Aufgabenstellung> Schreib alle Zeilen von der Zeile mit „the green and“ bis zum Ende der Liste vollständig ab, diese Zeile eingeschlossen, und multipliziere dabei jede Pixelkoordinate mit 1,4. Runde auf ganze Zahlen (ab ,5 aufrunden) und lass alles andere unverändert.

Datensatz>
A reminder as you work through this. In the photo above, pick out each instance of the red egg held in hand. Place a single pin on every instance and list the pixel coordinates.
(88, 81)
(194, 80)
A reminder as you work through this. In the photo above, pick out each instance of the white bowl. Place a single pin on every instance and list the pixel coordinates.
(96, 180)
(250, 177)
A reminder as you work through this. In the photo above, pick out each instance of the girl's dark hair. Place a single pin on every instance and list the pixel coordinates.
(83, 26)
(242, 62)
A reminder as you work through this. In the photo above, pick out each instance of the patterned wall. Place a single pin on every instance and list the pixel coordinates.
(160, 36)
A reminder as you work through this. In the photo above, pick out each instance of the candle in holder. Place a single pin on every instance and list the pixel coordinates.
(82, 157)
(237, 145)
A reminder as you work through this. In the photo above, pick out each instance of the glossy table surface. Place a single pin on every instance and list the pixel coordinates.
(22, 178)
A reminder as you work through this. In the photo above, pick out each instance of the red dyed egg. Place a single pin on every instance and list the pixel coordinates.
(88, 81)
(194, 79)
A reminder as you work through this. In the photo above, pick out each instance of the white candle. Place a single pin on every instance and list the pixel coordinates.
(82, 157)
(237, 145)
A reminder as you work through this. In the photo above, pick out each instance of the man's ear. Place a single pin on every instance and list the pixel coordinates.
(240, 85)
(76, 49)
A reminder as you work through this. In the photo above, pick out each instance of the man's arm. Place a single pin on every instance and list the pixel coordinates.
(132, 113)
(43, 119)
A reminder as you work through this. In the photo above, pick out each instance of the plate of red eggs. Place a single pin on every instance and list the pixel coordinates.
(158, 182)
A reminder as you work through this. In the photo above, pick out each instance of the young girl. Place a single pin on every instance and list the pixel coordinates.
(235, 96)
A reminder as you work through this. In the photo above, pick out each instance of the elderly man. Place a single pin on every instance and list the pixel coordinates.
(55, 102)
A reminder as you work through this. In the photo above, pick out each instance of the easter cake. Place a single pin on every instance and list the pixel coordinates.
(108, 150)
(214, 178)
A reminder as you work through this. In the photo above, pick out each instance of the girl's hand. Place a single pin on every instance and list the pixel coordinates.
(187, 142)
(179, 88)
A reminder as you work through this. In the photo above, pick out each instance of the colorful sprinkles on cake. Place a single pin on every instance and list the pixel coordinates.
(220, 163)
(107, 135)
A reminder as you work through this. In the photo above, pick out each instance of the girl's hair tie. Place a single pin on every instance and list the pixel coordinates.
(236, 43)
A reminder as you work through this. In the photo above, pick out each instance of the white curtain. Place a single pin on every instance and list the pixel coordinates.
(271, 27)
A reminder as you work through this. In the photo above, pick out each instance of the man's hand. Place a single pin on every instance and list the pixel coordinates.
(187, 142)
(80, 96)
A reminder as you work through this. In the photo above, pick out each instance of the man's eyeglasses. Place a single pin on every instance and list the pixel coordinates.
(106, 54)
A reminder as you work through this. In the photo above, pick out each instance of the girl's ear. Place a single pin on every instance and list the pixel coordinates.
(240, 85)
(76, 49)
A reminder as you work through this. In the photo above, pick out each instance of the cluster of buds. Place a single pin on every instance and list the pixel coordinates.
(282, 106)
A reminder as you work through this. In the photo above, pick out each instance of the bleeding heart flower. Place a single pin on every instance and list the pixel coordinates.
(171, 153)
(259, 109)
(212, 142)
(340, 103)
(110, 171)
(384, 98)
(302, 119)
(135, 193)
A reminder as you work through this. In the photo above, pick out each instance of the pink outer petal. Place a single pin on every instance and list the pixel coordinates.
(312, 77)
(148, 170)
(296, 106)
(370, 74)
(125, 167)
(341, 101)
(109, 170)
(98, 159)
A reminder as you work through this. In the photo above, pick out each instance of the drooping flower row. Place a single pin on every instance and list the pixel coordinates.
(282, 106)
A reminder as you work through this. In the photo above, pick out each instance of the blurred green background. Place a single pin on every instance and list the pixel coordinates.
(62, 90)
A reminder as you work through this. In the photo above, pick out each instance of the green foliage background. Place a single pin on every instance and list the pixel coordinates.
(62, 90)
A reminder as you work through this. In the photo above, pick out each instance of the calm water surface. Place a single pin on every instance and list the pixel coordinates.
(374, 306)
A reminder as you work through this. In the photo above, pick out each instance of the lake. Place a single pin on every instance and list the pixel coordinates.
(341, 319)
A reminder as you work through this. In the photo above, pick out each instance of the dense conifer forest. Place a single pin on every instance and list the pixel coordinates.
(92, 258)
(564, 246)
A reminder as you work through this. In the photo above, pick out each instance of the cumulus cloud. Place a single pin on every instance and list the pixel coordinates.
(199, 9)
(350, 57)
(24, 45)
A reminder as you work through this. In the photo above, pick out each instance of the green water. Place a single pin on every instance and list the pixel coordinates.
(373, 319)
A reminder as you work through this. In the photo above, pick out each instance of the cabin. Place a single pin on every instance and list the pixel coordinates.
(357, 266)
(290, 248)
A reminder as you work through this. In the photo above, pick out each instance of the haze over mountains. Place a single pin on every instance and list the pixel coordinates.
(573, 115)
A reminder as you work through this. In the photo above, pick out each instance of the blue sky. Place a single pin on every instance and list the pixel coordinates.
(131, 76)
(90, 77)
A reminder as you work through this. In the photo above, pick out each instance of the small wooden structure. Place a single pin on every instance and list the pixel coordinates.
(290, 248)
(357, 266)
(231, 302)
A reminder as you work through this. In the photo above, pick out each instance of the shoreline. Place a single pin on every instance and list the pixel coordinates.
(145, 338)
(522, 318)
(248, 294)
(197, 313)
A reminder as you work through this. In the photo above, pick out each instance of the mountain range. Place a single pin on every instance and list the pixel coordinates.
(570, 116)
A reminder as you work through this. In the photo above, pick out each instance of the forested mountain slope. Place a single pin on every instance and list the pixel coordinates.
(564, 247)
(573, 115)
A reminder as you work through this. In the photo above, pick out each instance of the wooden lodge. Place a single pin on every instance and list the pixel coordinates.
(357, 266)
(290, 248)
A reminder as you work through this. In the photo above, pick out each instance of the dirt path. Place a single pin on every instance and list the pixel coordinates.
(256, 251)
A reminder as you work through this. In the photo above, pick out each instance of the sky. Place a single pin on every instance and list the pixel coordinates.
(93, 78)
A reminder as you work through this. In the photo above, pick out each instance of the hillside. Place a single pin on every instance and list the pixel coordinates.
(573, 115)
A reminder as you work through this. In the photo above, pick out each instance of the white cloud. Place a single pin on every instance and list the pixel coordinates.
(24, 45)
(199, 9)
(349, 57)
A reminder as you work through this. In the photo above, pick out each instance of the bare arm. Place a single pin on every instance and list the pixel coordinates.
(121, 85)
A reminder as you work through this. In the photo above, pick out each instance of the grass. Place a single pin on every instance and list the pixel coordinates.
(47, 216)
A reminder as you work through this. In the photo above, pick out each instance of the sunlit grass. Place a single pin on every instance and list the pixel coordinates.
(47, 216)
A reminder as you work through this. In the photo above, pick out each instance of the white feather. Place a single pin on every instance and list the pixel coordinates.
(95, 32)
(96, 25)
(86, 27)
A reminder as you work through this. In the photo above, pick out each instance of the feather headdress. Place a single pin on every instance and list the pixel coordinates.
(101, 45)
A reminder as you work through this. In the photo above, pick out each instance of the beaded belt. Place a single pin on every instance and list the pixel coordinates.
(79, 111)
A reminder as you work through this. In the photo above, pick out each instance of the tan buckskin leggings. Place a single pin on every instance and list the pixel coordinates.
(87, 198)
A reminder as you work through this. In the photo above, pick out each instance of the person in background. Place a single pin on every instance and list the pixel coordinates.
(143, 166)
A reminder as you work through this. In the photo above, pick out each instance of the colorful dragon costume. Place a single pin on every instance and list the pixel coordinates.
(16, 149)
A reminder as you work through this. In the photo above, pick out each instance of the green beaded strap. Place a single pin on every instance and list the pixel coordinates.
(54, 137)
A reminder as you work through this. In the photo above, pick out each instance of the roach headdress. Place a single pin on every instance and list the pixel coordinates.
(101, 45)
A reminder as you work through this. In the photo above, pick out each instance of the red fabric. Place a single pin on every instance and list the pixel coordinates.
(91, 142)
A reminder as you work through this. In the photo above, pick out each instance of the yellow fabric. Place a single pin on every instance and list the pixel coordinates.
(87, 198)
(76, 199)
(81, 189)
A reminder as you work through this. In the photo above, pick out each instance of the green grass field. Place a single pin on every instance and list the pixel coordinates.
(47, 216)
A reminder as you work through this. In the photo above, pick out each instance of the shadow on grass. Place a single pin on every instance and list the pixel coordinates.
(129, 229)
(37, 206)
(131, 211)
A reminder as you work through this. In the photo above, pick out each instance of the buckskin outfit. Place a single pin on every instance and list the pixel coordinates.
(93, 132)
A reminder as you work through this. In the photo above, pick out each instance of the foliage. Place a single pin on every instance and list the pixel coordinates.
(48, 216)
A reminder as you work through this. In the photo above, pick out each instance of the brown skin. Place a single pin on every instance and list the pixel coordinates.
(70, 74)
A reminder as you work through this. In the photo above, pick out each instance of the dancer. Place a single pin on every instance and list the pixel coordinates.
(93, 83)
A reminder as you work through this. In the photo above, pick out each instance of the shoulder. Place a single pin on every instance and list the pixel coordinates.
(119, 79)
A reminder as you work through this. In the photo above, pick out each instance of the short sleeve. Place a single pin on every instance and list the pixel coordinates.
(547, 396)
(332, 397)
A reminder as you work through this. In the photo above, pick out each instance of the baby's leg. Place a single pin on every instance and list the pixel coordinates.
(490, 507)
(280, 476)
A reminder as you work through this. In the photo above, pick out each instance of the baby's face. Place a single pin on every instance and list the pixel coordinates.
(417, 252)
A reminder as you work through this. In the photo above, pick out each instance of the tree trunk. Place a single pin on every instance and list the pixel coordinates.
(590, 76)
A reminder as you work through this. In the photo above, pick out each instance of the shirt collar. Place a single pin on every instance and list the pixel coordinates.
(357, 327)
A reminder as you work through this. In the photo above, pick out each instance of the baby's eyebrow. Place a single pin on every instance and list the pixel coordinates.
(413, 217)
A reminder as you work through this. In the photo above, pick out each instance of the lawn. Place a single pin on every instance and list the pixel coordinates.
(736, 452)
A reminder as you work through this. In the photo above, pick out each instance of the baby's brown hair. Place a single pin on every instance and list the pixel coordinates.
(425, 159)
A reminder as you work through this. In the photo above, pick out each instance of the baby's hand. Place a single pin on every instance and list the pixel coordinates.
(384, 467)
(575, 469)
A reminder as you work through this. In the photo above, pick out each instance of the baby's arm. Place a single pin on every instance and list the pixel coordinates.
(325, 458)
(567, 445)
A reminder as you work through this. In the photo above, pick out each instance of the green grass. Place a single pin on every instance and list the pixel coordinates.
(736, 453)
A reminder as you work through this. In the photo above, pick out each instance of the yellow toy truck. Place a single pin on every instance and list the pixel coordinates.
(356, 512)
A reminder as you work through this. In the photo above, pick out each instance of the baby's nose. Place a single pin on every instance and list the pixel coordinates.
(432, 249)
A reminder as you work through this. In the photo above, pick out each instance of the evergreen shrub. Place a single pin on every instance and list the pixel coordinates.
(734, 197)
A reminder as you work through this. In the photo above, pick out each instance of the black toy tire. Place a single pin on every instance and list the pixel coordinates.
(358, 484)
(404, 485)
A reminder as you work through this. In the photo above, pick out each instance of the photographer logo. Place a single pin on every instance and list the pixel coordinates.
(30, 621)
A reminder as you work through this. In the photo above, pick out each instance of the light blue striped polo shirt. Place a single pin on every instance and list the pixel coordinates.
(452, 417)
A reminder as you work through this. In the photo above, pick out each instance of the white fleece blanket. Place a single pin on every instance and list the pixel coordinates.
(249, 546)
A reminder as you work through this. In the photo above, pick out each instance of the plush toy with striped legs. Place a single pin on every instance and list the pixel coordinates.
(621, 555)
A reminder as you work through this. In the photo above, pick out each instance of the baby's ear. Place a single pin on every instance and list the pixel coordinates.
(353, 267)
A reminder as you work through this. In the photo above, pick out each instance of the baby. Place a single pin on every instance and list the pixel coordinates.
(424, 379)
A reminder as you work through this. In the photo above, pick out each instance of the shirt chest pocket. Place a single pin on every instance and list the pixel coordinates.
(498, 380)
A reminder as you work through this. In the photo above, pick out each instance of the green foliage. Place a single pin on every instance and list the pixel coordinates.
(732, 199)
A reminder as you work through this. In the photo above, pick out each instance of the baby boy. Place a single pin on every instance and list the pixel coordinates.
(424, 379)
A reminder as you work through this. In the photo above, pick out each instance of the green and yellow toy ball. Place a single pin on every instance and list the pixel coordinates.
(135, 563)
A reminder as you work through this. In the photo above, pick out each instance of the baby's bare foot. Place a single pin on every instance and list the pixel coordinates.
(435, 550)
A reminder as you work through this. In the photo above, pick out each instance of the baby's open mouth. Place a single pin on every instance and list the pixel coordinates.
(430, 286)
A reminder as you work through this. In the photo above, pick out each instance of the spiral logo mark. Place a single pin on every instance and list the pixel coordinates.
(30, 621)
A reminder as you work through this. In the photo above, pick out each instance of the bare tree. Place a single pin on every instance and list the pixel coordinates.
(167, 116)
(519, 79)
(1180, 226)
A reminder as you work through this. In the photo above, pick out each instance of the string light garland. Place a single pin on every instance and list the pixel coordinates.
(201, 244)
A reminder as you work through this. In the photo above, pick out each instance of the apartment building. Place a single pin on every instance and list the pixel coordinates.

Vollständige Lösung>
A reminder as you work through this. In the photo above, pick out each instance of the green and yellow toy ball. Place a single pin on every instance and list the pixel coordinates.
(189, 788)
A reminder as you work through this. In the photo above, pick out each instance of the baby's bare foot. Place a single pin on every instance and list the pixel coordinates.
(609, 770)
A reminder as you work through this. In the photo above, pick out each instance of the baby's open mouth. Place a single pin on every instance and list the pixel coordinates.
(602, 400)
A reminder as you work through this. In the photo above, pick out each instance of the spiral logo mark. Place a single pin on every instance and list the pixel coordinates.
(42, 869)
A reminder as you work through this. In the photo above, pick out each instance of the bare tree. Place a single pin on every instance and list the pixel coordinates.
(234, 162)
(727, 111)
(1652, 316)
A reminder as you work through this. In the photo above, pick out each instance of the string light garland. Place a single pin on every instance and list the pixel coordinates.
(281, 342)
A reminder as you work through this. In the photo above, pick out each instance of the apartment building. Place a single pin on every instance and list the pixel coordinates.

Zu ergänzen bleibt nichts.